### DIRECTIONS FOR THIS TASK
How many lines below contain the word "lips"? Answer with that number alone.
▼
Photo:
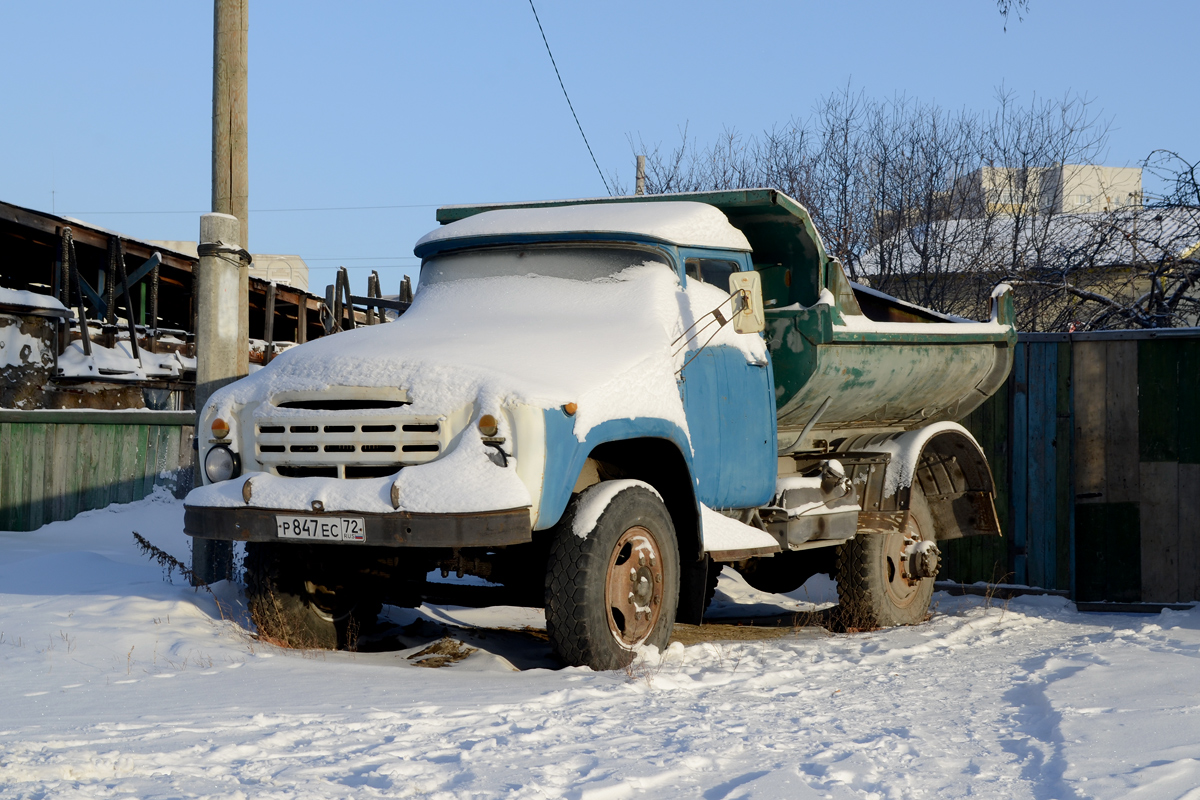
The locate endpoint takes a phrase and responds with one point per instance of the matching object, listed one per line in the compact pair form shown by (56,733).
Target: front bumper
(396,529)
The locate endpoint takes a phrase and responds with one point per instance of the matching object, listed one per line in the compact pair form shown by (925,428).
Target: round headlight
(221,464)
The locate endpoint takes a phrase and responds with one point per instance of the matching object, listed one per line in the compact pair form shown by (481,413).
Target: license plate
(323,529)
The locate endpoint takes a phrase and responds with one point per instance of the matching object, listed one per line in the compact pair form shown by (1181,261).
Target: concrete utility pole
(219,344)
(219,300)
(222,276)
(231,174)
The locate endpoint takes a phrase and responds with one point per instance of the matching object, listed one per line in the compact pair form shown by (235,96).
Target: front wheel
(616,585)
(886,579)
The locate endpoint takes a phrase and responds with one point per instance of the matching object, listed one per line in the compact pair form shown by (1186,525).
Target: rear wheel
(301,599)
(886,579)
(617,587)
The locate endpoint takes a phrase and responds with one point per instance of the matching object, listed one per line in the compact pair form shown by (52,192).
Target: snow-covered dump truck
(598,404)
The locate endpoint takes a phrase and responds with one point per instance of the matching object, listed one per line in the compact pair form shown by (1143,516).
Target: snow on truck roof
(687,223)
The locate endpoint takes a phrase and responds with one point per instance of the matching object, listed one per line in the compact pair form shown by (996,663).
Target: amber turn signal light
(487,425)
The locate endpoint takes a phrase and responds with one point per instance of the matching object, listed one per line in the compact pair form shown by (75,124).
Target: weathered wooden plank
(154,437)
(1108,551)
(1189,402)
(1158,400)
(106,489)
(1159,531)
(99,416)
(48,467)
(129,459)
(139,468)
(17,499)
(1065,500)
(171,450)
(6,476)
(1089,360)
(37,451)
(88,468)
(1042,380)
(60,471)
(1189,531)
(1121,422)
(1019,437)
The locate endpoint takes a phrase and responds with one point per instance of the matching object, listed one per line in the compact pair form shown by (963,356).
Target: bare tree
(935,206)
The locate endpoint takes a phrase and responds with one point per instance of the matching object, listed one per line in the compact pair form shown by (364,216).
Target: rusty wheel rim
(901,588)
(634,587)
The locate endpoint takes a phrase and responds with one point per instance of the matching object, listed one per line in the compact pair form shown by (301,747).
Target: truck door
(731,414)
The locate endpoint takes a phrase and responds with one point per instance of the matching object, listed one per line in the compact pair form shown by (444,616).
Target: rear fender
(947,463)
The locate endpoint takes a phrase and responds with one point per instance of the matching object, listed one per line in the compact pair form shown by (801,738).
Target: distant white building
(286,270)
(1066,188)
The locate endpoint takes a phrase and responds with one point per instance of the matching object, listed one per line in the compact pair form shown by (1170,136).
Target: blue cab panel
(731,417)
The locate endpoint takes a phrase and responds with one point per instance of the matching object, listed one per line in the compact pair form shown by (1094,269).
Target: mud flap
(693,589)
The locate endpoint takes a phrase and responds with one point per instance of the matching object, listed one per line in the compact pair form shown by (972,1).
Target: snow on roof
(696,224)
(29,299)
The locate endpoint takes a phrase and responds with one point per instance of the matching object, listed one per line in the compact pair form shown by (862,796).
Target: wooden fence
(1095,444)
(57,463)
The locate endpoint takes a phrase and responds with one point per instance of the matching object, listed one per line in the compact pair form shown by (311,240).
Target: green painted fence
(1095,446)
(57,463)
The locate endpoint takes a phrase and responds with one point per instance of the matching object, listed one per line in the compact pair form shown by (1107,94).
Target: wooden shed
(1096,451)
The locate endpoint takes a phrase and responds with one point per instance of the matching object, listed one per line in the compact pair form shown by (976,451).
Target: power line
(569,104)
(364,258)
(331,208)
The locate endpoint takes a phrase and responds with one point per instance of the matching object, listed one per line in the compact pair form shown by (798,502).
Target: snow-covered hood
(606,346)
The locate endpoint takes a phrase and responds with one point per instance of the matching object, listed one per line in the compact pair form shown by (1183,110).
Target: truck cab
(598,404)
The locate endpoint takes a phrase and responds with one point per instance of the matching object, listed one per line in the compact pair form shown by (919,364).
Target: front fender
(565,455)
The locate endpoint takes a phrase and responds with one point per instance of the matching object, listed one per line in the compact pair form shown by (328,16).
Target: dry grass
(442,653)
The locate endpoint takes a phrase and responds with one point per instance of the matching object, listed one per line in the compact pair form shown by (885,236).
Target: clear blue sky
(107,106)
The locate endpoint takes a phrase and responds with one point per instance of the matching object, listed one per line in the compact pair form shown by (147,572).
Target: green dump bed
(881,362)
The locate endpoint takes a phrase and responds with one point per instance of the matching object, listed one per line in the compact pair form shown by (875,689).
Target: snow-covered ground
(118,684)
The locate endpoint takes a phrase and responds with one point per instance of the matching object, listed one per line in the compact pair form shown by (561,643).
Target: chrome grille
(355,445)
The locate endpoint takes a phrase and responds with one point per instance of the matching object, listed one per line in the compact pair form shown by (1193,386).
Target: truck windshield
(577,263)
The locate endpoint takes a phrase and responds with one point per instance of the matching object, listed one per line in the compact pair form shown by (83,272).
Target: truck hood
(607,346)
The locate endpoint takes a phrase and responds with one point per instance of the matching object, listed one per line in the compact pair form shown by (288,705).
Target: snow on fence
(58,463)
(1095,446)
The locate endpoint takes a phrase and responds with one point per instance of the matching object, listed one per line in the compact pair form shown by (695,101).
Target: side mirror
(748,317)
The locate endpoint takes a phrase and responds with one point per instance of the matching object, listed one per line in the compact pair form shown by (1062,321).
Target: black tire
(587,600)
(874,589)
(304,599)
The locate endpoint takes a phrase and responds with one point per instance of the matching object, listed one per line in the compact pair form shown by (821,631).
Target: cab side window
(712,270)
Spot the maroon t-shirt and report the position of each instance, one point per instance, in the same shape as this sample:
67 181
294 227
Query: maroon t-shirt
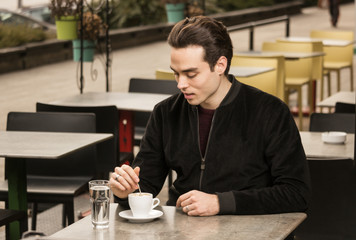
205 118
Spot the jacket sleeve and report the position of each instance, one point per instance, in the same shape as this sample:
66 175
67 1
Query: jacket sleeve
290 182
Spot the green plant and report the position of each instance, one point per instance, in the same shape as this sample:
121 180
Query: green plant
174 1
61 8
93 26
17 35
130 13
229 5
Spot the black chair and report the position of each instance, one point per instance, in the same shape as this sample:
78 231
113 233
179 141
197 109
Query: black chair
8 216
320 122
107 121
56 180
341 107
141 118
332 213
148 86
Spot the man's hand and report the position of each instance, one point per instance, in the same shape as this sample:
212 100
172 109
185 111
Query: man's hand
124 180
196 203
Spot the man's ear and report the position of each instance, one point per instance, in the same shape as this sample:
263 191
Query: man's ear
221 65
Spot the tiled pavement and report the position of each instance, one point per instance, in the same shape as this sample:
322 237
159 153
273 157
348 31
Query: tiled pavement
22 89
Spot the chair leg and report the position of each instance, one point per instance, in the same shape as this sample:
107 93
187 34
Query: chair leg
322 88
329 83
170 178
338 80
352 78
300 108
23 225
34 216
311 95
64 216
69 208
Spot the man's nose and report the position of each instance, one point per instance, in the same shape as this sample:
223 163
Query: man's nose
182 82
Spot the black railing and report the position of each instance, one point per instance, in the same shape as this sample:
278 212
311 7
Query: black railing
251 26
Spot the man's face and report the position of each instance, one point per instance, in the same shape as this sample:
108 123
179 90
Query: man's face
194 77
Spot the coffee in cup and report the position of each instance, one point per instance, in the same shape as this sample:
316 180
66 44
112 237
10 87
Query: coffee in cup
141 204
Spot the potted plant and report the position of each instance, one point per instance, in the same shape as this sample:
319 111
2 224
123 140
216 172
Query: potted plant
93 26
175 10
66 15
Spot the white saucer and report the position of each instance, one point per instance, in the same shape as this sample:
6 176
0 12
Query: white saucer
127 214
334 137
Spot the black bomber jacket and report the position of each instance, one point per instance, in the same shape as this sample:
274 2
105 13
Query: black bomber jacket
254 161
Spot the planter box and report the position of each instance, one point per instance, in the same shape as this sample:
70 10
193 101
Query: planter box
37 54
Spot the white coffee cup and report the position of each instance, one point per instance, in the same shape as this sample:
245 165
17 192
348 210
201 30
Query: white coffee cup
141 204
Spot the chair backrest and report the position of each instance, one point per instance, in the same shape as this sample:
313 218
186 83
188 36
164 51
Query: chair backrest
79 163
332 211
107 118
165 74
341 107
336 53
341 35
150 86
296 68
320 122
271 82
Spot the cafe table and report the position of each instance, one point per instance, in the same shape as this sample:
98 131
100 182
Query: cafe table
315 148
174 224
242 71
18 147
126 102
326 42
344 96
286 55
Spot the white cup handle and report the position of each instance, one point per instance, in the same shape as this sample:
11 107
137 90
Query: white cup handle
155 204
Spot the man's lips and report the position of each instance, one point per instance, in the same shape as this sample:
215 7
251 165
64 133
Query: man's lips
▲
### REPLY TO THE EXERCISE
2